## GIVEN PROBLEM
Present the records below as a numbered list, leaving out any blank lines.
══ RECORDS TO PROCESS ══
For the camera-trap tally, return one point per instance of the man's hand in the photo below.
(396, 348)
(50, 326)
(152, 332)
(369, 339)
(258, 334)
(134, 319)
═══
## RESPONSE
1. For the camera-trap tally, return one point per instance of the man's hand in the photo below.
2. (396, 348)
3. (50, 326)
4. (152, 332)
5. (369, 339)
6. (258, 334)
7. (134, 319)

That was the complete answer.